• _Exercise brief_
Copy the material verbatim, from the line containing "target | fence rail" down to the end of the material.

──────── Record list ────────

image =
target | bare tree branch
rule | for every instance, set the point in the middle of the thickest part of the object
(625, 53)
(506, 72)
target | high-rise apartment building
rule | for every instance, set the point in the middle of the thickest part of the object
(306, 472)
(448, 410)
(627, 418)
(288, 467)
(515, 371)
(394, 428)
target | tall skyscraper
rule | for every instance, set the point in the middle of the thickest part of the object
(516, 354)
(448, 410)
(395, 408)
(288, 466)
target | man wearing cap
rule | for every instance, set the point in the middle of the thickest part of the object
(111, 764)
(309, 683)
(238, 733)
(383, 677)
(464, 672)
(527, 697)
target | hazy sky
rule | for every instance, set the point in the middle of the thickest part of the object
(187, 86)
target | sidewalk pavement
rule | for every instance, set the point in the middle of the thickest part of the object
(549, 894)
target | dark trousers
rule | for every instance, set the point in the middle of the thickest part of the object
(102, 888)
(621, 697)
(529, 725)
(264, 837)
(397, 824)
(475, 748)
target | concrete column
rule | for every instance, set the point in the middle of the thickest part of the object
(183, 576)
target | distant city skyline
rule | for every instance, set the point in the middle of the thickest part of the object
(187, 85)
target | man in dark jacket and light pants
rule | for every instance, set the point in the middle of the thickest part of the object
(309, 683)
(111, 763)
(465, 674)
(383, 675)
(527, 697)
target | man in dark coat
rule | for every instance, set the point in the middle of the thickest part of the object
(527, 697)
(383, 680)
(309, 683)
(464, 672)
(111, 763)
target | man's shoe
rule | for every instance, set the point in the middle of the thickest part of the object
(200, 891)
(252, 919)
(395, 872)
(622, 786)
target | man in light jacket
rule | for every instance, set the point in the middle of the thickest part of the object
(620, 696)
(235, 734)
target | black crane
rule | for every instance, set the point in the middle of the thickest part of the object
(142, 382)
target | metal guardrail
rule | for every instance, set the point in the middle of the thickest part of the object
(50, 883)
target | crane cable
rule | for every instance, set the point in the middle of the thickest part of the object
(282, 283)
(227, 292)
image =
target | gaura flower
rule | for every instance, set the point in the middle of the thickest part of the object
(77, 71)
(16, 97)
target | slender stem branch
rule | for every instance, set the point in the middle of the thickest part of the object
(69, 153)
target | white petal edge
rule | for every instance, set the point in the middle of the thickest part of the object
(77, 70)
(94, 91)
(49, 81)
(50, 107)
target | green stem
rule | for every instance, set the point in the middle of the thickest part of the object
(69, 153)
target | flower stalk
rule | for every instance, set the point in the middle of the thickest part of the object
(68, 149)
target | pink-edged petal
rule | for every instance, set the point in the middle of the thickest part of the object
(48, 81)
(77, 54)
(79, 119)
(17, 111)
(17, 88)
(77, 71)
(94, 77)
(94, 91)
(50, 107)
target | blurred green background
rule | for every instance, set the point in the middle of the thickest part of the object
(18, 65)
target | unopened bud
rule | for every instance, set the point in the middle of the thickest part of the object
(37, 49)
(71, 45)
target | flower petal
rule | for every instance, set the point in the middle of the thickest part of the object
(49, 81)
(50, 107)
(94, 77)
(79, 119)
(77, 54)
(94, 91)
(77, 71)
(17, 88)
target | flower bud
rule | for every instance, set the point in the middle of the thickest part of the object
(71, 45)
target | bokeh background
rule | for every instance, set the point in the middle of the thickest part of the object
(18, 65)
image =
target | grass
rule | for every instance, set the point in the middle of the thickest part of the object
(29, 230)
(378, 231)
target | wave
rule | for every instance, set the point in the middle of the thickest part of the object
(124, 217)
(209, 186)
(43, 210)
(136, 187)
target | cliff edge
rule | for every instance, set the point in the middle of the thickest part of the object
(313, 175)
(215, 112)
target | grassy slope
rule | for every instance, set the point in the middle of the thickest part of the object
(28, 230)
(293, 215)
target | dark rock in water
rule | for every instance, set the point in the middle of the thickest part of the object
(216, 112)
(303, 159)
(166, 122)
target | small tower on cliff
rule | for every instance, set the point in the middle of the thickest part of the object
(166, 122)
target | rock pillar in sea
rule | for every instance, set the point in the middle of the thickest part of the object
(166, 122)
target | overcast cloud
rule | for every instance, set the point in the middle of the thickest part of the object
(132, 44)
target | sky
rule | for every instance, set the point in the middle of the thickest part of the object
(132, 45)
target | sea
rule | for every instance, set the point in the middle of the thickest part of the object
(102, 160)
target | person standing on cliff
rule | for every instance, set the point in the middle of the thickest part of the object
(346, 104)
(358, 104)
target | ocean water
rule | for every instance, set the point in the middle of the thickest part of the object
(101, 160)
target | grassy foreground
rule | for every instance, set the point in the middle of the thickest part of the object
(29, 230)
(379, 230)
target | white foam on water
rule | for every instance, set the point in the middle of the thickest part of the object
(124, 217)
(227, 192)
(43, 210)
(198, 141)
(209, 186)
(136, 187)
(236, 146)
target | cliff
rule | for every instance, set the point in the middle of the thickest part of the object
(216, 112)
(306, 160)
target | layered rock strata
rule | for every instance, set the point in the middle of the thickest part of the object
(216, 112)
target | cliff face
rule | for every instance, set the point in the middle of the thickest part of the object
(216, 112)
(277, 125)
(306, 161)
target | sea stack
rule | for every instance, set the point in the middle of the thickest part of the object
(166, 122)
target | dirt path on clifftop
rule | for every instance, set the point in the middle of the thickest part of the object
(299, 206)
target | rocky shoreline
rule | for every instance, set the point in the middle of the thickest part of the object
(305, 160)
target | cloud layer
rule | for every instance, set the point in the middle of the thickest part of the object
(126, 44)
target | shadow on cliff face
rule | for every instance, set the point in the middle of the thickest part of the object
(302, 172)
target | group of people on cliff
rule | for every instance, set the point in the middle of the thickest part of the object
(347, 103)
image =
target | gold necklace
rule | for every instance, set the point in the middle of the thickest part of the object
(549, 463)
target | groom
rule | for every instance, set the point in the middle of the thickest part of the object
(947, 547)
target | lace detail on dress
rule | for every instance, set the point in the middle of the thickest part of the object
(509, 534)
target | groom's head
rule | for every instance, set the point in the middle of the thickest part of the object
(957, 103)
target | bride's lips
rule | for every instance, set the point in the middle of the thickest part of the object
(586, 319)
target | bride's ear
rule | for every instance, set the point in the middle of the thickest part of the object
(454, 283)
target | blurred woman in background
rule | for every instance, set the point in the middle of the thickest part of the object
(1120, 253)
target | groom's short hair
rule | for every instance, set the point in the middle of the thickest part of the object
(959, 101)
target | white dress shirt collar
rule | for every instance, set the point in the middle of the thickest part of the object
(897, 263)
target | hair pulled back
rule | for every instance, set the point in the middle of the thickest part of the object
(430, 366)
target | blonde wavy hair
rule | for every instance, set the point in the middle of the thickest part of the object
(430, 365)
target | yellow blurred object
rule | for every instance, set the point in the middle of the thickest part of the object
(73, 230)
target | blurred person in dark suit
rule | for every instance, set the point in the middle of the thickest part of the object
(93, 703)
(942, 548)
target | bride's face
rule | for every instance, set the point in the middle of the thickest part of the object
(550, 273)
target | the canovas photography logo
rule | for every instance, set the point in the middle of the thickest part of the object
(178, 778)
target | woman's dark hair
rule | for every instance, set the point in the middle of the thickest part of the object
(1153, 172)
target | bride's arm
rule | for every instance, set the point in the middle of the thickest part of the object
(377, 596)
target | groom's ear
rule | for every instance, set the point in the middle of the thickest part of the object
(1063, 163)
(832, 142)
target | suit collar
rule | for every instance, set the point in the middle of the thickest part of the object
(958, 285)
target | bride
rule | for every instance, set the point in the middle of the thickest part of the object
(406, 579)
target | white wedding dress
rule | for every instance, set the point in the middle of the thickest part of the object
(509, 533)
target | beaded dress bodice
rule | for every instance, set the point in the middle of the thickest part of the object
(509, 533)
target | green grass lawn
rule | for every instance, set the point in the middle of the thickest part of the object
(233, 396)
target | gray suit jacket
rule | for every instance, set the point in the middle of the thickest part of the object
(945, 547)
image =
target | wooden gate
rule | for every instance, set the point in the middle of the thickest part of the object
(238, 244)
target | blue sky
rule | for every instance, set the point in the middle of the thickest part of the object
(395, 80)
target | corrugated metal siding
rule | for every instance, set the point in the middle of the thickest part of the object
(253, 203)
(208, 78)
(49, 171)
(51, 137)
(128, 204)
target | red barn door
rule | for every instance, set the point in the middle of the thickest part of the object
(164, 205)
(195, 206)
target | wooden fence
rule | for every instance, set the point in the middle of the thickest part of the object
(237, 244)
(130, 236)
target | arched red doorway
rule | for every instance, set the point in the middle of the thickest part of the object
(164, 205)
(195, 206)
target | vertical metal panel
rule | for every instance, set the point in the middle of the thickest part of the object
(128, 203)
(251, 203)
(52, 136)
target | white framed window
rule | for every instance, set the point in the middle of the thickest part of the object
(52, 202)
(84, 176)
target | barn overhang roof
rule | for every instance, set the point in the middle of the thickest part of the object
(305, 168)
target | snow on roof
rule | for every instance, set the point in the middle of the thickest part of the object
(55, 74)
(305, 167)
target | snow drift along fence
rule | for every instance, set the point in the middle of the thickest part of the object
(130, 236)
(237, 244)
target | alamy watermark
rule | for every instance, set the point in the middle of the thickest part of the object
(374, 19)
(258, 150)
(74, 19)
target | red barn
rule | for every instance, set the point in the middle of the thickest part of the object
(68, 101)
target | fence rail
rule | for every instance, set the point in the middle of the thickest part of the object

────────

• _Expected answer_
target | fence rail
rule | for every instance, set the point in the middle of the thickest part of the object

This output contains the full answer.